Task inputs
# # #

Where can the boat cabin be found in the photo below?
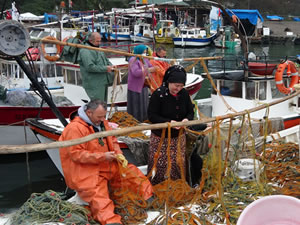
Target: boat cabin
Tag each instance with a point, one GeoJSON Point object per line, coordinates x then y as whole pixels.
{"type": "Point", "coordinates": [242, 95]}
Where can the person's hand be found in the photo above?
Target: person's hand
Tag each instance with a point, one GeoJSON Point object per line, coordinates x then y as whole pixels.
{"type": "Point", "coordinates": [184, 120]}
{"type": "Point", "coordinates": [153, 69]}
{"type": "Point", "coordinates": [110, 68]}
{"type": "Point", "coordinates": [172, 121]}
{"type": "Point", "coordinates": [110, 156]}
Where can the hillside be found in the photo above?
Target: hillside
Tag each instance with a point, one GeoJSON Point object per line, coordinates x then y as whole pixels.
{"type": "Point", "coordinates": [267, 7]}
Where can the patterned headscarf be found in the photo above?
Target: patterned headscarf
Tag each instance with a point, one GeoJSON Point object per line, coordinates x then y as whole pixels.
{"type": "Point", "coordinates": [139, 49]}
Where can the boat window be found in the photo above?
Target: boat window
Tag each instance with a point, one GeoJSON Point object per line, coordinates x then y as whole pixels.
{"type": "Point", "coordinates": [79, 80]}
{"type": "Point", "coordinates": [275, 92]}
{"type": "Point", "coordinates": [70, 76]}
{"type": "Point", "coordinates": [49, 71]}
{"type": "Point", "coordinates": [59, 71]}
{"type": "Point", "coordinates": [231, 88]}
{"type": "Point", "coordinates": [44, 34]}
{"type": "Point", "coordinates": [34, 33]}
{"type": "Point", "coordinates": [212, 89]}
{"type": "Point", "coordinates": [256, 90]}
{"type": "Point", "coordinates": [21, 73]}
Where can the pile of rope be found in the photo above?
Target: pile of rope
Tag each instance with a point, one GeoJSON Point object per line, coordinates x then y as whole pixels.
{"type": "Point", "coordinates": [283, 168]}
{"type": "Point", "coordinates": [130, 205]}
{"type": "Point", "coordinates": [124, 119]}
{"type": "Point", "coordinates": [50, 207]}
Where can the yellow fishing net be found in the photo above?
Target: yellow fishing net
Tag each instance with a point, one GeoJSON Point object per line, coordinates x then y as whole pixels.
{"type": "Point", "coordinates": [124, 119]}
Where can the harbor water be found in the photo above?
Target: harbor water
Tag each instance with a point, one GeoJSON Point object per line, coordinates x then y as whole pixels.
{"type": "Point", "coordinates": [23, 174]}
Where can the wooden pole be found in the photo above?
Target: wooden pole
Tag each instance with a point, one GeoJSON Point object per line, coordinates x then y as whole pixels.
{"type": "Point", "coordinates": [13, 149]}
{"type": "Point", "coordinates": [118, 51]}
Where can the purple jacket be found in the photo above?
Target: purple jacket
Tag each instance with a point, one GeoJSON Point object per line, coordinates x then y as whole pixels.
{"type": "Point", "coordinates": [136, 74]}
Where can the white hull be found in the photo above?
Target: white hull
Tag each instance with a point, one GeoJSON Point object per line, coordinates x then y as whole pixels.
{"type": "Point", "coordinates": [136, 38]}
{"type": "Point", "coordinates": [191, 43]}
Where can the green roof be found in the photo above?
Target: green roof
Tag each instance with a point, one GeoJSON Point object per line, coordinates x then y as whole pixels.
{"type": "Point", "coordinates": [163, 2]}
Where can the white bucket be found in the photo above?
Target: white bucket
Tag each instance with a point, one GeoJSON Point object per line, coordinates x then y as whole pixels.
{"type": "Point", "coordinates": [272, 210]}
{"type": "Point", "coordinates": [247, 169]}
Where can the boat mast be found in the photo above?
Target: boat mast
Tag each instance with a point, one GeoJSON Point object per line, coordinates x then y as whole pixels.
{"type": "Point", "coordinates": [16, 41]}
{"type": "Point", "coordinates": [236, 29]}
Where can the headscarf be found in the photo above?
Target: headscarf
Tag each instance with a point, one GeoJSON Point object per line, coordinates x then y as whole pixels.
{"type": "Point", "coordinates": [139, 49]}
{"type": "Point", "coordinates": [82, 114]}
{"type": "Point", "coordinates": [175, 74]}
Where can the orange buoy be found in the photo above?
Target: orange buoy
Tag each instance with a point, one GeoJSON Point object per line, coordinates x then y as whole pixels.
{"type": "Point", "coordinates": [291, 71]}
{"type": "Point", "coordinates": [234, 18]}
{"type": "Point", "coordinates": [51, 58]}
{"type": "Point", "coordinates": [65, 40]}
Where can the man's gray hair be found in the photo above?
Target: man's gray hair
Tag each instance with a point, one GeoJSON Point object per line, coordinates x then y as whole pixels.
{"type": "Point", "coordinates": [161, 48]}
{"type": "Point", "coordinates": [94, 104]}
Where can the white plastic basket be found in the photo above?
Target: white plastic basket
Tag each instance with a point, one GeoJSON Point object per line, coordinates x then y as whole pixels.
{"type": "Point", "coordinates": [247, 169]}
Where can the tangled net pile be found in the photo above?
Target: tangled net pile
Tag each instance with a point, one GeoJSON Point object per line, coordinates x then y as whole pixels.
{"type": "Point", "coordinates": [50, 207]}
{"type": "Point", "coordinates": [124, 119]}
{"type": "Point", "coordinates": [219, 199]}
{"type": "Point", "coordinates": [283, 168]}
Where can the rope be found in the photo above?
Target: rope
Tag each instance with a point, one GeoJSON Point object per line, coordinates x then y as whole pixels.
{"type": "Point", "coordinates": [50, 207]}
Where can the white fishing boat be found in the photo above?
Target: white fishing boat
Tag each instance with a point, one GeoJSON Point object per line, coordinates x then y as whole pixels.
{"type": "Point", "coordinates": [165, 31]}
{"type": "Point", "coordinates": [227, 38]}
{"type": "Point", "coordinates": [142, 32]}
{"type": "Point", "coordinates": [118, 33]}
{"type": "Point", "coordinates": [193, 37]}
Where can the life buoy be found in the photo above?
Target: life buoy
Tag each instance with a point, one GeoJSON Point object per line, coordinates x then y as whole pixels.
{"type": "Point", "coordinates": [177, 32]}
{"type": "Point", "coordinates": [65, 40]}
{"type": "Point", "coordinates": [51, 58]}
{"type": "Point", "coordinates": [234, 18]}
{"type": "Point", "coordinates": [291, 71]}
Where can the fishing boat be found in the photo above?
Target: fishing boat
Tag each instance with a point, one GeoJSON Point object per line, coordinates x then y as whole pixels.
{"type": "Point", "coordinates": [142, 32]}
{"type": "Point", "coordinates": [21, 100]}
{"type": "Point", "coordinates": [227, 38]}
{"type": "Point", "coordinates": [241, 92]}
{"type": "Point", "coordinates": [193, 37]}
{"type": "Point", "coordinates": [165, 31]}
{"type": "Point", "coordinates": [119, 33]}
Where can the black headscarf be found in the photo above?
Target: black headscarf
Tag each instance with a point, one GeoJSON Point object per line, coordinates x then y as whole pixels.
{"type": "Point", "coordinates": [174, 74]}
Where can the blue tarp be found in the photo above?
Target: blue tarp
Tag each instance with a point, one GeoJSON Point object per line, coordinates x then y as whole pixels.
{"type": "Point", "coordinates": [274, 17]}
{"type": "Point", "coordinates": [250, 14]}
{"type": "Point", "coordinates": [296, 19]}
{"type": "Point", "coordinates": [47, 17]}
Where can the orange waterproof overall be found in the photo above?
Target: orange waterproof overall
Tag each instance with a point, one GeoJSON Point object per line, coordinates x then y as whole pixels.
{"type": "Point", "coordinates": [87, 171]}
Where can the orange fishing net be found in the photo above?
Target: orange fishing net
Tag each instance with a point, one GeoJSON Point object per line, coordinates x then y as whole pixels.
{"type": "Point", "coordinates": [124, 119]}
{"type": "Point", "coordinates": [221, 195]}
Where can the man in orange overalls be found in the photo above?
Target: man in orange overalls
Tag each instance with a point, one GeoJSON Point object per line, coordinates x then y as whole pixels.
{"type": "Point", "coordinates": [157, 77]}
{"type": "Point", "coordinates": [92, 169]}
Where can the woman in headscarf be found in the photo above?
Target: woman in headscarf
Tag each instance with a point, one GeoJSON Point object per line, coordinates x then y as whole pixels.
{"type": "Point", "coordinates": [169, 103]}
{"type": "Point", "coordinates": [138, 95]}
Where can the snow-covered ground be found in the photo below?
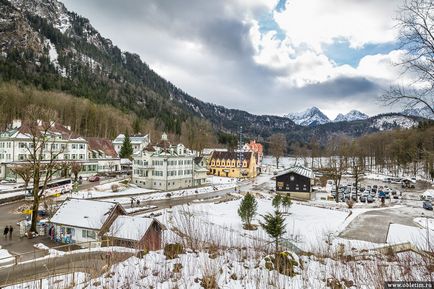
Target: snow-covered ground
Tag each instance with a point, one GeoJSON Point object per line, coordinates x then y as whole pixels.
{"type": "Point", "coordinates": [422, 237]}
{"type": "Point", "coordinates": [243, 268]}
{"type": "Point", "coordinates": [306, 225]}
{"type": "Point", "coordinates": [5, 257]}
{"type": "Point", "coordinates": [103, 191]}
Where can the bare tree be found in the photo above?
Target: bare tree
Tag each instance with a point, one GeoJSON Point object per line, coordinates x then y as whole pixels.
{"type": "Point", "coordinates": [339, 150]}
{"type": "Point", "coordinates": [25, 171]}
{"type": "Point", "coordinates": [76, 168]}
{"type": "Point", "coordinates": [416, 27]}
{"type": "Point", "coordinates": [43, 153]}
{"type": "Point", "coordinates": [278, 146]}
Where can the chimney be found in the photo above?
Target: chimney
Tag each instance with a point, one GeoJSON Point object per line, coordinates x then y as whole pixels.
{"type": "Point", "coordinates": [16, 123]}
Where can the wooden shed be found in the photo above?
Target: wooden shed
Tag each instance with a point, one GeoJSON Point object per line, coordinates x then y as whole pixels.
{"type": "Point", "coordinates": [137, 232]}
{"type": "Point", "coordinates": [297, 182]}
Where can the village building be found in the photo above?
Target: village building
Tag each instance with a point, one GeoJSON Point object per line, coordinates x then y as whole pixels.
{"type": "Point", "coordinates": [165, 166]}
{"type": "Point", "coordinates": [232, 164]}
{"type": "Point", "coordinates": [102, 158]}
{"type": "Point", "coordinates": [257, 149]}
{"type": "Point", "coordinates": [138, 142]}
{"type": "Point", "coordinates": [83, 222]}
{"type": "Point", "coordinates": [297, 182]}
{"type": "Point", "coordinates": [16, 142]}
{"type": "Point", "coordinates": [136, 232]}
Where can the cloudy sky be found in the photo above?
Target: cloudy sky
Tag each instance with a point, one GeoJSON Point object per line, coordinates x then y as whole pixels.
{"type": "Point", "coordinates": [263, 56]}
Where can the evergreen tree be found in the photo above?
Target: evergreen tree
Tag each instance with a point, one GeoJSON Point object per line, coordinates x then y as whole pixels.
{"type": "Point", "coordinates": [277, 201]}
{"type": "Point", "coordinates": [274, 225]}
{"type": "Point", "coordinates": [126, 151]}
{"type": "Point", "coordinates": [286, 203]}
{"type": "Point", "coordinates": [247, 210]}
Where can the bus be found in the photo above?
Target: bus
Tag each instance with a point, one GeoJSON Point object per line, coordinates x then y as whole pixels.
{"type": "Point", "coordinates": [55, 187]}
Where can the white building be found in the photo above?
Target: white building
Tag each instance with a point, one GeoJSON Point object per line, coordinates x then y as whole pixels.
{"type": "Point", "coordinates": [102, 157]}
{"type": "Point", "coordinates": [166, 167]}
{"type": "Point", "coordinates": [139, 142]}
{"type": "Point", "coordinates": [96, 155]}
{"type": "Point", "coordinates": [16, 145]}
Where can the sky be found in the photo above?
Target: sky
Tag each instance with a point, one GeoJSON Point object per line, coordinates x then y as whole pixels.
{"type": "Point", "coordinates": [262, 56]}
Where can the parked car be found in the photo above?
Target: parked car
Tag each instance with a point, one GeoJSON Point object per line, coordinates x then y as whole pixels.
{"type": "Point", "coordinates": [94, 179]}
{"type": "Point", "coordinates": [427, 205]}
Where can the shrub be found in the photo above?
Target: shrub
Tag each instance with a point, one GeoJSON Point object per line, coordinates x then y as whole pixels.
{"type": "Point", "coordinates": [171, 251]}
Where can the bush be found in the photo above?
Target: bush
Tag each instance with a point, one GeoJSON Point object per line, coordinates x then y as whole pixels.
{"type": "Point", "coordinates": [209, 282]}
{"type": "Point", "coordinates": [171, 251]}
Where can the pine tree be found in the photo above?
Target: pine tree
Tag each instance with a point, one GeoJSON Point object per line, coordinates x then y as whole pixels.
{"type": "Point", "coordinates": [277, 201]}
{"type": "Point", "coordinates": [247, 210]}
{"type": "Point", "coordinates": [286, 203]}
{"type": "Point", "coordinates": [274, 225]}
{"type": "Point", "coordinates": [126, 151]}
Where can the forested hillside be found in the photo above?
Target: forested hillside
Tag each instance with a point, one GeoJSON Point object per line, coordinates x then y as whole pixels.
{"type": "Point", "coordinates": [53, 56]}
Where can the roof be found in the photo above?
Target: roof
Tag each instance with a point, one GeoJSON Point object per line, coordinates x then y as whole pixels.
{"type": "Point", "coordinates": [102, 144]}
{"type": "Point", "coordinates": [198, 160]}
{"type": "Point", "coordinates": [299, 170]}
{"type": "Point", "coordinates": [24, 129]}
{"type": "Point", "coordinates": [83, 213]}
{"type": "Point", "coordinates": [131, 228]}
{"type": "Point", "coordinates": [255, 147]}
{"type": "Point", "coordinates": [222, 155]}
{"type": "Point", "coordinates": [134, 139]}
{"type": "Point", "coordinates": [208, 151]}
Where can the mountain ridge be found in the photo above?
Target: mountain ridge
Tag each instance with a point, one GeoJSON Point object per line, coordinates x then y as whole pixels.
{"type": "Point", "coordinates": [48, 46]}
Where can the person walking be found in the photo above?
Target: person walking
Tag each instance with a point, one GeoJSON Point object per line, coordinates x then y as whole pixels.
{"type": "Point", "coordinates": [11, 229]}
{"type": "Point", "coordinates": [5, 232]}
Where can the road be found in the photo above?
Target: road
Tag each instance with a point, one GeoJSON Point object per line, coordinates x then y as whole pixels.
{"type": "Point", "coordinates": [93, 263]}
{"type": "Point", "coordinates": [177, 201]}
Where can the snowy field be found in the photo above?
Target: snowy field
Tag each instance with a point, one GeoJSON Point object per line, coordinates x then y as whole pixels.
{"type": "Point", "coordinates": [307, 226]}
{"type": "Point", "coordinates": [422, 237]}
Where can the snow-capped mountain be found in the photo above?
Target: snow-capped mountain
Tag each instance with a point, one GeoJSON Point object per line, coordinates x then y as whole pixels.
{"type": "Point", "coordinates": [311, 117]}
{"type": "Point", "coordinates": [392, 121]}
{"type": "Point", "coordinates": [424, 112]}
{"type": "Point", "coordinates": [351, 116]}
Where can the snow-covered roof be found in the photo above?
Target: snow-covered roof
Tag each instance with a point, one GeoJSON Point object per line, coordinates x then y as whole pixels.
{"type": "Point", "coordinates": [82, 213]}
{"type": "Point", "coordinates": [126, 162]}
{"type": "Point", "coordinates": [428, 193]}
{"type": "Point", "coordinates": [130, 228]}
{"type": "Point", "coordinates": [300, 170]}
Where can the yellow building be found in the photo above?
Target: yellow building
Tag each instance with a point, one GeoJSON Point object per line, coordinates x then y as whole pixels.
{"type": "Point", "coordinates": [227, 164]}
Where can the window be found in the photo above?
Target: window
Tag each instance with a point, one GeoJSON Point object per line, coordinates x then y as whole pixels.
{"type": "Point", "coordinates": [88, 234]}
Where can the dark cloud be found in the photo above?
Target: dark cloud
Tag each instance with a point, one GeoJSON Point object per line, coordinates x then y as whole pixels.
{"type": "Point", "coordinates": [342, 87]}
{"type": "Point", "coordinates": [204, 47]}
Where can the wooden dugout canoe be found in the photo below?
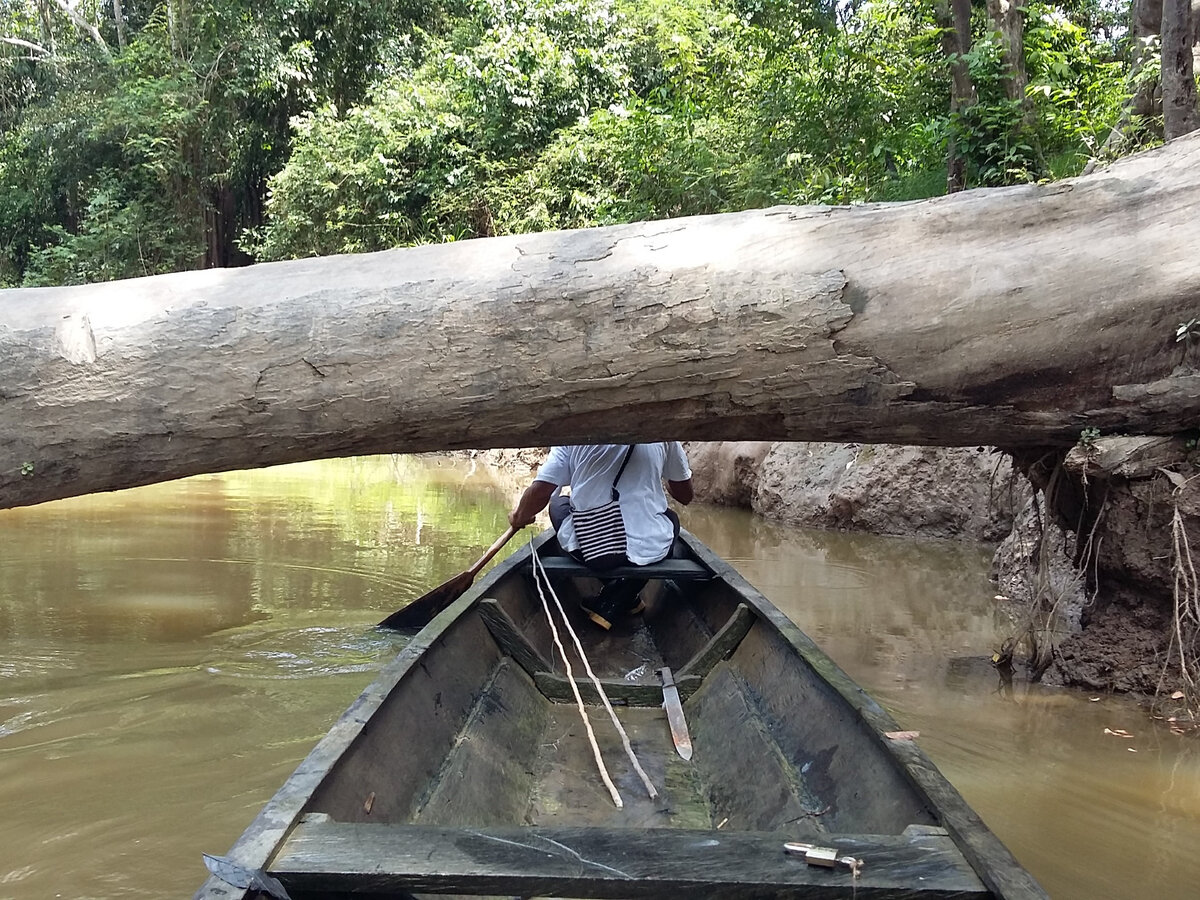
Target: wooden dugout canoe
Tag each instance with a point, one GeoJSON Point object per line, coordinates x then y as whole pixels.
{"type": "Point", "coordinates": [466, 769]}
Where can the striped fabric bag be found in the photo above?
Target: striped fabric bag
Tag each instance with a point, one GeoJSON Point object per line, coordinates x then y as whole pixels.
{"type": "Point", "coordinates": [600, 531]}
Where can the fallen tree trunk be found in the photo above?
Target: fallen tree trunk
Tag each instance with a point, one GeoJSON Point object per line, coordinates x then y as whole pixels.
{"type": "Point", "coordinates": [1011, 317]}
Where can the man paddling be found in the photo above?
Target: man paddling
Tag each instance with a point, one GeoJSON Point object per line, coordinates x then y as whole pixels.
{"type": "Point", "coordinates": [617, 479]}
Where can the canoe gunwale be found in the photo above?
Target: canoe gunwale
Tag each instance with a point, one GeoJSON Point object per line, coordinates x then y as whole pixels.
{"type": "Point", "coordinates": [597, 862]}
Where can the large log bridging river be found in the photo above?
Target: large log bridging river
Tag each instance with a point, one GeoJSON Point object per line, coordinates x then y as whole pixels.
{"type": "Point", "coordinates": [1012, 317]}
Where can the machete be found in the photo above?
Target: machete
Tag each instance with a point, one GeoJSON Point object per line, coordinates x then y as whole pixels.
{"type": "Point", "coordinates": [675, 714]}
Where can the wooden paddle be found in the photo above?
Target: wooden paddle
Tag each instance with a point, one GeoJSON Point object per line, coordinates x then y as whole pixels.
{"type": "Point", "coordinates": [419, 612]}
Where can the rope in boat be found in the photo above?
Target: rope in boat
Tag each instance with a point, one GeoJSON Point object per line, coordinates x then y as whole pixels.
{"type": "Point", "coordinates": [595, 682]}
{"type": "Point", "coordinates": [575, 689]}
{"type": "Point", "coordinates": [604, 697]}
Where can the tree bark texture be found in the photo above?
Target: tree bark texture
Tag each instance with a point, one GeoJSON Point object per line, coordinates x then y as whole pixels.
{"type": "Point", "coordinates": [1011, 317]}
{"type": "Point", "coordinates": [1180, 112]}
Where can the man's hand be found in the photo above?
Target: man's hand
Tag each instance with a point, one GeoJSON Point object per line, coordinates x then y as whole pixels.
{"type": "Point", "coordinates": [682, 491]}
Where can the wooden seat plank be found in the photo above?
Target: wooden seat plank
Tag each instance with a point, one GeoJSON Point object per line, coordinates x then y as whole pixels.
{"type": "Point", "coordinates": [382, 861]}
{"type": "Point", "coordinates": [675, 569]}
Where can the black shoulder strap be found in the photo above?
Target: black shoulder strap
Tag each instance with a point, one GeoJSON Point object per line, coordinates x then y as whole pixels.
{"type": "Point", "coordinates": [622, 472]}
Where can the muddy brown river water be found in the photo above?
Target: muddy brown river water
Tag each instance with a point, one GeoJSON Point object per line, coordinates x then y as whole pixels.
{"type": "Point", "coordinates": [169, 654]}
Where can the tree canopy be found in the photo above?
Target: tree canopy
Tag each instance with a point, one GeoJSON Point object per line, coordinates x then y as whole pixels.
{"type": "Point", "coordinates": [154, 136]}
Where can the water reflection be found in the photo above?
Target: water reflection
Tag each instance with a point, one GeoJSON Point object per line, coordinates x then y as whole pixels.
{"type": "Point", "coordinates": [169, 654]}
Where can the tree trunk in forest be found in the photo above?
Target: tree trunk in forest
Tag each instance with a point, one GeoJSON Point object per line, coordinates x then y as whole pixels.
{"type": "Point", "coordinates": [119, 21]}
{"type": "Point", "coordinates": [1146, 101]}
{"type": "Point", "coordinates": [1008, 18]}
{"type": "Point", "coordinates": [1011, 317]}
{"type": "Point", "coordinates": [1180, 112]}
{"type": "Point", "coordinates": [954, 23]}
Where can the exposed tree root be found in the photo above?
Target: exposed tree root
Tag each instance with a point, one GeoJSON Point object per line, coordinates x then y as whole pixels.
{"type": "Point", "coordinates": [1182, 663]}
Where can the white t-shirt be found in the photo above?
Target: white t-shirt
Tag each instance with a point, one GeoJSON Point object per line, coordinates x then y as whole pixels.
{"type": "Point", "coordinates": [589, 471]}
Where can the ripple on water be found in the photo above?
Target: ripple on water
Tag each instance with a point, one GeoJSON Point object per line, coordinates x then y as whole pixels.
{"type": "Point", "coordinates": [312, 652]}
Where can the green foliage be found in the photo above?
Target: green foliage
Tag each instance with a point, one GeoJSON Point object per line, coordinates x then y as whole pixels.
{"type": "Point", "coordinates": [305, 127]}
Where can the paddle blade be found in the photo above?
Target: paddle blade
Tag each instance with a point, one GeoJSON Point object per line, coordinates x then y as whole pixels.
{"type": "Point", "coordinates": [419, 612]}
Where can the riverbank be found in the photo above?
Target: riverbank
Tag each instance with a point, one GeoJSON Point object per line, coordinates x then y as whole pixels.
{"type": "Point", "coordinates": [1092, 605]}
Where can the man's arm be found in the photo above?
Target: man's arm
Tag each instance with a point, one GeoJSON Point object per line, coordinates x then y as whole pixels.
{"type": "Point", "coordinates": [682, 491]}
{"type": "Point", "coordinates": [532, 502]}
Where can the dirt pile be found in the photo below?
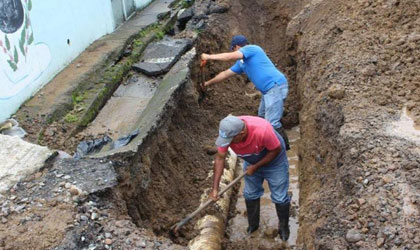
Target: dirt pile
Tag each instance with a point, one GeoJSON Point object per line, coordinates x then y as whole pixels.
{"type": "Point", "coordinates": [356, 70]}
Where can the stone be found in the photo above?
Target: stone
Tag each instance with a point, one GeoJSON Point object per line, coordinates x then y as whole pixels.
{"type": "Point", "coordinates": [95, 216]}
{"type": "Point", "coordinates": [361, 201]}
{"type": "Point", "coordinates": [185, 16]}
{"type": "Point", "coordinates": [74, 191]}
{"type": "Point", "coordinates": [159, 57]}
{"type": "Point", "coordinates": [387, 179]}
{"type": "Point", "coordinates": [336, 91]}
{"type": "Point", "coordinates": [271, 232]}
{"type": "Point", "coordinates": [353, 236]}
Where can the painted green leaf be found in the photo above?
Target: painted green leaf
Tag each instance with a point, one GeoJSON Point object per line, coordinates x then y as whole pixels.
{"type": "Point", "coordinates": [31, 38]}
{"type": "Point", "coordinates": [16, 56]}
{"type": "Point", "coordinates": [12, 65]}
{"type": "Point", "coordinates": [23, 35]}
{"type": "Point", "coordinates": [21, 47]}
{"type": "Point", "coordinates": [7, 42]}
{"type": "Point", "coordinates": [22, 41]}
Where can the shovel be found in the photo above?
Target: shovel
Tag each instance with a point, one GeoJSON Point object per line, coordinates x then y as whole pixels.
{"type": "Point", "coordinates": [202, 78]}
{"type": "Point", "coordinates": [175, 228]}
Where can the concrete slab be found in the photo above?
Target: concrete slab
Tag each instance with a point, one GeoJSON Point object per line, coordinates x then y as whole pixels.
{"type": "Point", "coordinates": [159, 56]}
{"type": "Point", "coordinates": [153, 10]}
{"type": "Point", "coordinates": [155, 109]}
{"type": "Point", "coordinates": [19, 159]}
{"type": "Point", "coordinates": [124, 108]}
{"type": "Point", "coordinates": [54, 100]}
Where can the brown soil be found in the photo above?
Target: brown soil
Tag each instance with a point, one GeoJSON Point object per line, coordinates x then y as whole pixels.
{"type": "Point", "coordinates": [352, 67]}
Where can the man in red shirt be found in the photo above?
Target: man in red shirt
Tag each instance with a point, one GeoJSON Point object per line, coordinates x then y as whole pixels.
{"type": "Point", "coordinates": [263, 150]}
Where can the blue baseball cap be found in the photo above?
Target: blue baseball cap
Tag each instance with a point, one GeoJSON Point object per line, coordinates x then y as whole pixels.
{"type": "Point", "coordinates": [238, 40]}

# # #

What needs to be done
Copy out, word for word, the stretch of the entries above from the line containing "Where can the man in red" through the final line of the entries.

Result of the task
Where can the man in red shirt be found in the photo above?
Target: man in red shirt
Tag each instance with a point, one GeoJSON Point object per line, coordinates x then y as whole pixels.
{"type": "Point", "coordinates": [263, 150]}
Where can the blue baseball cap be found in the photo above?
Target: blue baseball cap
Tag each instance with a point, one GeoJSON Point object per line, coordinates x then y as whole pixels.
{"type": "Point", "coordinates": [238, 40]}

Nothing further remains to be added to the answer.